CONSIGNES:
[A] Pour chacune des affirmations suivantes, indiquez par oui ou par non si elle s'accorde avec le texte sur la mobilisation des travailleurs, en citant les mots décisifs. (i) Des manifestations ont eu lieu ce week-end à Rome, à Madrid et à Berlin. (ii) Les forces des travailleurs sont présentées comme épuisées. (iii) Les frontières nationales et raciales sont présentées comme des produits de la concurrence capitaliste.
[B] Relevez toutes les villes nommées dans le texte sur la mobilisation des travailleurs.
[C] Prolongez le texte sur la mobilisation des travailleurs à partir de sa dernière phrase.

TEXTE FOURNI:
□ □ □

Les travailleurs sont désemparés mais ils sont loin d’être désarmés.

Ils ont cédé du terrain mais ils n’ont pas encore réellement commencé à combattre, leurs forces sont intactes et leur puissance infiniment supérieure à celle de tous les hystériques, nostalgiques du nazisme, et de leurs sbires. Ce week-end, de puissantes manifestations ont eu lieu à Rome, à Madrid et à Berlin. Aujourd’hui, les travailleurs commencent à reprendre le chemin de la lutte, de l’organisation, et c’est là qu’est la solution, la seule solution pour que les premiers signes inquiétants de recul et de décadence sociale ne deviennent autre chose qu’un avertissement. Oui, pour faire barrage à cette violence aveugle qui dresse les hommes les uns contre les autres, le monde du travail doit s’organiser pour défendre et faire respecter ses propres idées, les idées de la solidarité, de la coopération entre les hommes et les peuples, opposées à celles de la concurrence et de la guerre économique des patrons et des financiers. Nous devons affirmer notre mépris des frontières nationales comme des frontières raciales, purs produits de la concurrence capitaliste, pour affirmer l’internationalisme qui unit le monde du travail par-delà les frontières.

□ □ □

(Entrées d'annotation de coordonnées)

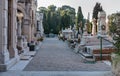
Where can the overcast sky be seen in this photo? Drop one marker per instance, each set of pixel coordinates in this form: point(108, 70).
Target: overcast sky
point(109, 6)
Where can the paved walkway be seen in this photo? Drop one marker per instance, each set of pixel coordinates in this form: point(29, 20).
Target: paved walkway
point(55, 55)
point(56, 73)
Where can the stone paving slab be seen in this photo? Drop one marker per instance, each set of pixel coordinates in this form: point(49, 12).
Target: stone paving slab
point(56, 73)
point(55, 55)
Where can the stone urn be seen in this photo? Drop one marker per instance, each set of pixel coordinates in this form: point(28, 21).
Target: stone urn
point(115, 64)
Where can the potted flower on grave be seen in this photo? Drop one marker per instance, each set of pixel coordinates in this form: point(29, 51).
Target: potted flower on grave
point(115, 32)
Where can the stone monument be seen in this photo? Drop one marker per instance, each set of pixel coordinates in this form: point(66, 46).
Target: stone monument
point(102, 23)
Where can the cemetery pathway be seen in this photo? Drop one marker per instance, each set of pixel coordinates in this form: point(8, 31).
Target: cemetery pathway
point(55, 55)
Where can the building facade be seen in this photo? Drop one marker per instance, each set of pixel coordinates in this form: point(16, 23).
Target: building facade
point(17, 26)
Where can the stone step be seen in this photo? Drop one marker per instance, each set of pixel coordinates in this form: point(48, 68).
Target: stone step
point(31, 53)
point(23, 57)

□ □ □

RÉPONSES PAR CONSIGNE:
[A]
(i) Oui : « Ce week-end, de puissantes manifestations ont eu lieu à Rome, à Madrid et à Berlin. »
(ii) Non : « leurs forces sont intactes »
(iii) Oui : « purs produits de la concurrence capitaliste »

[B] Rome, Madrid, Berlin

[C]
Le SMIC maintenu au plus bas par Jospin et la flexibilité généralisée par Aubry : le patronat est gagnant sur toute la ligne

En annonçant une hausse du SMIC de 2 % à compter du 1er juillet, Jospin et Martine Aubry se sont livrés à leur prestation favorite d’une hypocrisie bien rodée. Ils se sont posés en arbitres au-dessus de la mêlée entre les salariés et les patrons. Ils disent avoir adopté une voie médiane, " équilibrée ", entre les exigences du CNPF et celles des syndicats. En fait, ils ont choisi le chiffre qui répondait le mieux aux vœux du patronat. Certes, le vice-président du CNPF, Georges Jollès, avait donné de la voix en réclamant que le gouvernement s’en tienne à une hausse de 1,5 % : " On ne voit pas comment il sera possible de concilier la réduction de la durée du travail avec la nécessaire modération salariale qu’elle implique pour ne pas dégrader la compétitivité des entreprises. " " Le Figaro ", qui est expert en la matière, a trouvé qu’il s’agissait d’une déclaration " somme toute modérée ".

La petite comédie que nous jouent le gouvernement et le CNPF se réduit à ceci : Jospin voudrait faire croire aux salariés qu’il ne peut pas faire plus sur le SMIC, étant donné qu’il leur a fait un cadeau royal sur les 35 heures qui risquerait d’être compromis dans les négociations à la rentrée avec les patrons. En fait le patronat va ramasser deux fois la mise. La loi Aubry va lui permettre de généraliser la flexibilité et de remettre en cause des conventions collectives sous prétexte de faire donnant-donnant. La faible hausse du SMIC va lui permettre de dégager un maximum de profits et de maintenir la pression à la baisse sur l’ensemble des salaires. A supposer que l’inflation augmente un peu dans les mois à venir et Jospin pourra se flatter d’avoir abaissé le coût de la main d’œuvre la moins bien payée avec son augmentation nominale de 2 %.

De leur côté les centrales syndicales ont adopté sur la question le profil le plus discret qui soit. Elles ont toutes réclamé " un coup de pouce " et agité le chiffre de 3 % de la croissance, ce qui laissait entendre qu’une augmentation de 3 % leur aurait semblé satisfaisante. Les dirigeants syndicaux se disent donc déçus, de même que Robert Hue qui réclamait 4 % d’augmentation se dira vraiment déçu et retrouvera très vite le sourire.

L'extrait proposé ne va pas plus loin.